_Task prompt:_ Could you print the listing again exactly, omitting the pictures?

:: Data in this exercise

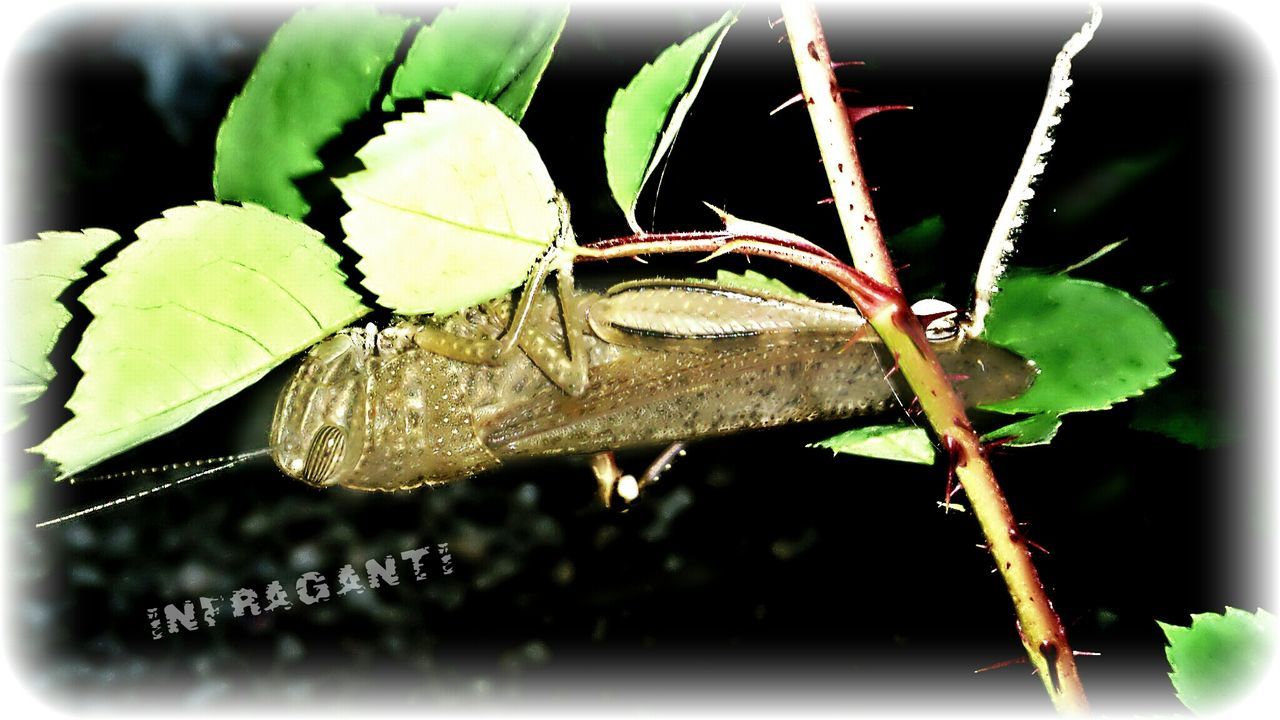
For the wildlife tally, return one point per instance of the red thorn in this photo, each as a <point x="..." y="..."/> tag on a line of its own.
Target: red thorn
<point x="992" y="445"/>
<point x="894" y="369"/>
<point x="790" y="101"/>
<point x="858" y="114"/>
<point x="1036" y="545"/>
<point x="1020" y="660"/>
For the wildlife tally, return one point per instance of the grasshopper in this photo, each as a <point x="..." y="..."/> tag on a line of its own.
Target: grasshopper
<point x="577" y="373"/>
<point x="432" y="400"/>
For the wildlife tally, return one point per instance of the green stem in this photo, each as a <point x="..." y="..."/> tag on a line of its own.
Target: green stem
<point x="1041" y="629"/>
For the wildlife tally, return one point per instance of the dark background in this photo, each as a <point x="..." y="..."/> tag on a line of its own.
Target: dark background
<point x="758" y="569"/>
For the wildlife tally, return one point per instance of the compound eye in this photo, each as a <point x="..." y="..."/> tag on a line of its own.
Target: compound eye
<point x="327" y="450"/>
<point x="941" y="319"/>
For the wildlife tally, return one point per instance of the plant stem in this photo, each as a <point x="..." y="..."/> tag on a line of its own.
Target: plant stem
<point x="1040" y="627"/>
<point x="835" y="132"/>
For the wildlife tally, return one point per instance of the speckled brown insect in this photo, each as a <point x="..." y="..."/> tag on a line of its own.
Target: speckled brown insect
<point x="649" y="363"/>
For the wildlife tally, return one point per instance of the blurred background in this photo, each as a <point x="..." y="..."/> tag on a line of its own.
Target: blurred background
<point x="757" y="569"/>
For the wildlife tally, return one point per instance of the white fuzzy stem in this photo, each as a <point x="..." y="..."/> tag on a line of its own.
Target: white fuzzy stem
<point x="1004" y="233"/>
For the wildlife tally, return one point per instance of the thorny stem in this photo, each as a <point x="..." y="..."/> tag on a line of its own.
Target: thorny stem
<point x="835" y="131"/>
<point x="1040" y="627"/>
<point x="1014" y="210"/>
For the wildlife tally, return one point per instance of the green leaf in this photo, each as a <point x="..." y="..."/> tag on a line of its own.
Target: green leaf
<point x="1037" y="429"/>
<point x="36" y="273"/>
<point x="201" y="305"/>
<point x="453" y="208"/>
<point x="750" y="279"/>
<point x="638" y="132"/>
<point x="1220" y="659"/>
<point x="319" y="72"/>
<point x="494" y="54"/>
<point x="1095" y="345"/>
<point x="887" y="442"/>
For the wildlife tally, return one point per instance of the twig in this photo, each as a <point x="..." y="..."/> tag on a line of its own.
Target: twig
<point x="1004" y="233"/>
<point x="835" y="132"/>
<point x="1040" y="627"/>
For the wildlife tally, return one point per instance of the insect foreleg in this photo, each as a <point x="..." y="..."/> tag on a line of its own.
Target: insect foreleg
<point x="615" y="483"/>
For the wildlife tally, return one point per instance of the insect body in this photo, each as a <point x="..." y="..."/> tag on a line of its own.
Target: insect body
<point x="415" y="404"/>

::::

_Response area:_
For the wildlife tally, return one point per instance of the red thorn in this photo, each as a <point x="..." y="..."/> tag on a line of its own.
Target: red thorn
<point x="992" y="445"/>
<point x="894" y="369"/>
<point x="790" y="101"/>
<point x="858" y="114"/>
<point x="1036" y="545"/>
<point x="1020" y="660"/>
For the wildlife tally, return one point per instance of the grasshopper in this photo, each as a <point x="..." y="..."/> tag on a line of its own.
Target: grasshopper
<point x="577" y="373"/>
<point x="432" y="400"/>
For the wildlife tally, return one point per instance of the green stem in this photo, each as a <point x="..." y="..."/> tag on a line of its own.
Target: green stem
<point x="1041" y="629"/>
For the wildlife tally, return one point per instance of the dark background in this photo, each as a <point x="..." y="..."/> tag on a line of its own.
Target: dark background
<point x="758" y="569"/>
For the wildlife tally, return one point per instance of the compound eye in this photo, each as a <point x="..." y="..."/> tag on a line of its own.
Target: compound eye
<point x="327" y="450"/>
<point x="941" y="319"/>
For the wildlife tally, return one point per instance of the plant stem in this photo, each as a <point x="..." y="..."/> tag on a line of its own.
Target: plant stem
<point x="1040" y="627"/>
<point x="835" y="132"/>
For the wildlife tally, return one point per instance of the speckled brown insect in this photo, each as a <point x="..." y="..."/> tag on a line of its own.
Target: speckled brown insect
<point x="649" y="363"/>
For the wildlife tally, return one point per instance of the blurred background in this photo, each as a <point x="..." y="..."/> tag on a line of its own.
Target: blurred background
<point x="757" y="569"/>
For the wildlife tally, return one point per instance of the white fuzzy stem in this photo, each as a <point x="..." y="..."/> tag on a line of its own.
Target: white fuzzy stem
<point x="1004" y="233"/>
For the wildlife tally, return one point per instance of the thorny stem in this photo, each as a <point x="..." y="..."/> tag on a line of its own.
Target: thorny stem
<point x="835" y="131"/>
<point x="1040" y="627"/>
<point x="1014" y="210"/>
For the wildlife tally, return one point per instance of the green leaf in this photo, each as a <point x="..." y="..."/> tag on a line of its own.
Target: green leaf
<point x="1037" y="429"/>
<point x="36" y="273"/>
<point x="201" y="305"/>
<point x="453" y="208"/>
<point x="750" y="279"/>
<point x="638" y="132"/>
<point x="1220" y="659"/>
<point x="319" y="72"/>
<point x="494" y="54"/>
<point x="1095" y="345"/>
<point x="887" y="442"/>
For the wildlife tally, return one point per instance of the twig in this photo, each as a <point x="..." y="..."/> tag on a line of its own.
Target: twig
<point x="1004" y="233"/>
<point x="835" y="132"/>
<point x="1040" y="627"/>
For the wildlife tally, return one point per instance of the insect foreleg in this photo, each as a <point x="..." y="..."/> tag on a line of its own.
Target: insect foreleg
<point x="615" y="483"/>
For the wildlife tally, return one point per instance of the insect body in this photo, each as a <point x="..." y="..."/> tag on a line of its own.
Target: insect body
<point x="415" y="404"/>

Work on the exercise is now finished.